> **Set task**
Count the lines in the entries below that contain the string "column", matching case exactly. Give only the number.

> **Provided records**
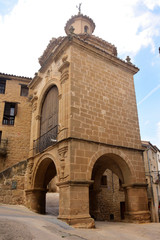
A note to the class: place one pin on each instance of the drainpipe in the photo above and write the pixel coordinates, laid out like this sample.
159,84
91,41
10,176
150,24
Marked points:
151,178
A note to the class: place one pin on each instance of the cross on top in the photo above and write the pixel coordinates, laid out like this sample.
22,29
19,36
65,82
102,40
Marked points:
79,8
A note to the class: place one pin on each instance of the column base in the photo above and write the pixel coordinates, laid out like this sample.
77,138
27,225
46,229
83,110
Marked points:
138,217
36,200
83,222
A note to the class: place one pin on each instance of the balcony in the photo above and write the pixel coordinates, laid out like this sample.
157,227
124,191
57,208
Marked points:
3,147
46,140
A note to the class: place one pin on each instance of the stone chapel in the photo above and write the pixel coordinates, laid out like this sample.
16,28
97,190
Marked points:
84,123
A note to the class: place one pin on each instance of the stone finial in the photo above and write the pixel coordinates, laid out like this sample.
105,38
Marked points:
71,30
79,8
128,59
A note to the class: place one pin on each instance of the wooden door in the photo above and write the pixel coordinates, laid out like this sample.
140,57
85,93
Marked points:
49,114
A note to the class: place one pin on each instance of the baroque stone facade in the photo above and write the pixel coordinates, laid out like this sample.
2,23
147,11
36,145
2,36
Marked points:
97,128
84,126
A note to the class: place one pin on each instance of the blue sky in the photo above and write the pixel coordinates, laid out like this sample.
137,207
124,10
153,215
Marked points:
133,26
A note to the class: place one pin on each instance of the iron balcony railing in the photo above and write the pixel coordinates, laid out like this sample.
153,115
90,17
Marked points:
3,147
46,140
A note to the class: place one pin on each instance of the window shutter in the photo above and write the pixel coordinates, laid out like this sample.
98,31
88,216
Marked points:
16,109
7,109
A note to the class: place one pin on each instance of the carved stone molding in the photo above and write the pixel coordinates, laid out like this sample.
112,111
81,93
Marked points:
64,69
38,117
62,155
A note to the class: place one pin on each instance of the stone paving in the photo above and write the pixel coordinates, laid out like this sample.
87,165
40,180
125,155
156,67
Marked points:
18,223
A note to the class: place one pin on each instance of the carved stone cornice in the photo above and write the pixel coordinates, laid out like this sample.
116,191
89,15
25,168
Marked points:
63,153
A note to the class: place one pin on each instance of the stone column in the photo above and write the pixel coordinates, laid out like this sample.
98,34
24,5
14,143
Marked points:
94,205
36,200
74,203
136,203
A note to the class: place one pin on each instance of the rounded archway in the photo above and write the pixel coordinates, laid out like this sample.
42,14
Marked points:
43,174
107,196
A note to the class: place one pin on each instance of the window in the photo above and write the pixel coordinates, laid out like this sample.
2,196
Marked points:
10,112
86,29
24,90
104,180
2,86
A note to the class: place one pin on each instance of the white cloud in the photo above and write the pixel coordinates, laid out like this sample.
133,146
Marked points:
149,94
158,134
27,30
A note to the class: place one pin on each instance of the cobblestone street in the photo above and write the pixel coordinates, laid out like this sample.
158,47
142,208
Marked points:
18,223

...

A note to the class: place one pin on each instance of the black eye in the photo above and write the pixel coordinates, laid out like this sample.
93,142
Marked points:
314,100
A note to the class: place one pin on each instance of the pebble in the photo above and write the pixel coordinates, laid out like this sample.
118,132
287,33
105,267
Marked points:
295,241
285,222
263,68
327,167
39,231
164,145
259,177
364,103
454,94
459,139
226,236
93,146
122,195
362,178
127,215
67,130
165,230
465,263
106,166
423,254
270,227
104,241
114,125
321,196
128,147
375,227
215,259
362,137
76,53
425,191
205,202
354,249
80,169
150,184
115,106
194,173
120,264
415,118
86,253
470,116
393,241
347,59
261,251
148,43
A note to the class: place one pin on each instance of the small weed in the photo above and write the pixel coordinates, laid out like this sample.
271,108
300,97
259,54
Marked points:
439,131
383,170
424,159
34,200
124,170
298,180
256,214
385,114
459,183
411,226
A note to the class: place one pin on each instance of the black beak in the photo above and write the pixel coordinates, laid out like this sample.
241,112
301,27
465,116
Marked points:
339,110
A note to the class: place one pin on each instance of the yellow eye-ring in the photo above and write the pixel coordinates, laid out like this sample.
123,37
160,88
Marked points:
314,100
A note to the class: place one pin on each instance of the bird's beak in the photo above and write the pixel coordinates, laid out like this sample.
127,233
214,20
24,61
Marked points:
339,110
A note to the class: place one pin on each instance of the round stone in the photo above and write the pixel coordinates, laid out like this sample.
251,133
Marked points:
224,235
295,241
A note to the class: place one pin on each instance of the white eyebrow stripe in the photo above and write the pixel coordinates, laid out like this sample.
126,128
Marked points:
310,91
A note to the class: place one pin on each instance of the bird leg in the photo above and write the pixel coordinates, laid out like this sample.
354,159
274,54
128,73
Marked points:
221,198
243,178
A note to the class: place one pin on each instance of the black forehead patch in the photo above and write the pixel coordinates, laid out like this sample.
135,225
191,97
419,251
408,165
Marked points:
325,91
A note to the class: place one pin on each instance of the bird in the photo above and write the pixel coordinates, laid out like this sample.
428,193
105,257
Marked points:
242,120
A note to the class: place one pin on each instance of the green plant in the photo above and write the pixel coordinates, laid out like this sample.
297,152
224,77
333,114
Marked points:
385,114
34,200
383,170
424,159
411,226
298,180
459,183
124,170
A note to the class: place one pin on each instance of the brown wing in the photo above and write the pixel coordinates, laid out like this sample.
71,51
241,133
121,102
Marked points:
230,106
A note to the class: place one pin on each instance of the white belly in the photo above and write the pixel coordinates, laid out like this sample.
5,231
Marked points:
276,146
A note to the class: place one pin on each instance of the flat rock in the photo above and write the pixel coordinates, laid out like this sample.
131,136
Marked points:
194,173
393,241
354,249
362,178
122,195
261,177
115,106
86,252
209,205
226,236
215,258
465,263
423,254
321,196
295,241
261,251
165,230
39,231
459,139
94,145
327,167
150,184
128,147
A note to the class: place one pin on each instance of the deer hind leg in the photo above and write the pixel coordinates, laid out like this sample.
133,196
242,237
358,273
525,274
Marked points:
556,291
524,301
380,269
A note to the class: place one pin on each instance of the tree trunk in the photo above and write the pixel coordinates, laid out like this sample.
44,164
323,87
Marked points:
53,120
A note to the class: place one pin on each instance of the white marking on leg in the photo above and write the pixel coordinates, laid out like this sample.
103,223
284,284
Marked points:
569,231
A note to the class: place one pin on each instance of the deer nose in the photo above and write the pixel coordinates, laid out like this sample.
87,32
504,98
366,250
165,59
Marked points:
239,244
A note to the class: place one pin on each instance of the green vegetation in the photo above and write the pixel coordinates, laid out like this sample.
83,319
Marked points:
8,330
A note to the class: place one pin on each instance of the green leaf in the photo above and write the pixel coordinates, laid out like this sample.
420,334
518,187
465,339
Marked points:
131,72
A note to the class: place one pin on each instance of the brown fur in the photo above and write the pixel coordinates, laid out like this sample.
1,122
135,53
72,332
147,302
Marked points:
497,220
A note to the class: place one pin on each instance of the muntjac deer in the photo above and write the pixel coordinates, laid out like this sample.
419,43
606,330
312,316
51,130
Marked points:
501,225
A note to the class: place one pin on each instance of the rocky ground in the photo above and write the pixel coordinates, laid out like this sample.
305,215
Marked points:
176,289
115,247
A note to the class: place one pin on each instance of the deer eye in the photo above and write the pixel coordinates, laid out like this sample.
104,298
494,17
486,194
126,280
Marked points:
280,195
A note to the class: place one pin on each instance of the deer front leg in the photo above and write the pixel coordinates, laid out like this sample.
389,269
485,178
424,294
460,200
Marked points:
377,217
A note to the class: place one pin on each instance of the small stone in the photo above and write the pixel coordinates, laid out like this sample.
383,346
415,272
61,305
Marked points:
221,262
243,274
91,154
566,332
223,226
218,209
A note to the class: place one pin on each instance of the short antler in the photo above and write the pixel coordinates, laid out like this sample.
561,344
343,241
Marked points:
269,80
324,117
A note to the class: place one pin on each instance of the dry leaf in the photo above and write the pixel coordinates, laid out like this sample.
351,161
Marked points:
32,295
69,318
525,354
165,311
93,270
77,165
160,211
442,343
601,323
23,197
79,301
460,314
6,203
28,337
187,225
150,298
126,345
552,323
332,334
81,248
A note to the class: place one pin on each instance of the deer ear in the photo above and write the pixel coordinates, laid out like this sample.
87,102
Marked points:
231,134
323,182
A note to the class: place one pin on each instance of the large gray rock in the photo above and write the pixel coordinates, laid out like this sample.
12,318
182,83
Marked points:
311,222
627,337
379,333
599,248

> **Response**
2